__TEXT PASSAGE__:
····················

Sir John Seymour (c. 1395/1402 – 20 December 1464) of Wulfhall in Savernake Forest, Wiltshire, feudal baron of Hatch Beauchamp in Somerset, England, was a Member of Parliament.

==Origins==
He was the son and heir of Roger Seymour (c. 1367/70-1420) of Hatch Beauchamp by his wife Maud Esturney (or Esturmi), daughter and heiress of Sir William Esturmy, Speaker of the House of Commons.

==Career==
He was elected as a Member of Parliament for Ludgershall in 1422 and as Knight of the Shire for Wiltshire in 1435, 1439, and 1445. He served as Sheriff of Wiltshire in 1431–2, having previously served as Sheriff of Hampshire.

A tenement in Redcliffe Street, Bristol, was held by Sir John Seymour, Knight, in 1454, and by Lady Seymour in 1469.

····················

__AVAILABLE DATA__:
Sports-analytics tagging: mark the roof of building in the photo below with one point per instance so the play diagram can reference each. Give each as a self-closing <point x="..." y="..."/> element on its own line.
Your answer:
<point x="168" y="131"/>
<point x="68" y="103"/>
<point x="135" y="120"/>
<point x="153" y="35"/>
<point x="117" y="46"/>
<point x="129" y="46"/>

····················

__GOAL OF THE EXERCISE__: Revise the Sir John Seymour text by giving everything from "Sir John Seymour (c." down to "Seymour in 1469." again, with "Wiltshire" changed to "Wilts". Rely only on the Sir John Seymour text.

__ANSWER BELOW__:
Sir John Seymour (c. 1395/1402 – 20 December 1464) of Wulfhall in Savernake Forest, Wilts, feudal baron of Hatch Beauchamp in Somerset, England, was a Member of Parliament.

==Origins==
He was the son and heir of Roger Seymour (c. 1367/70-1420) of Hatch Beauchamp by his wife Maud Esturney (or Esturmi), daughter and heiress of Sir William Esturmy, Speaker of the House of Commons.

==Career==
He was elected as a Member of Parliament for Ludgershall in 1422 and as Knight of the Shire for Wilts in 1435, 1439, and 1445. He served as Sheriff of Wilts in 1431–2, having previously served as Sheriff of Hampshire.

A tenement in Redcliffe Street, Bristol, was held by Sir John Seymour, Knight, in 1454, and by Lady Seymour in 1469.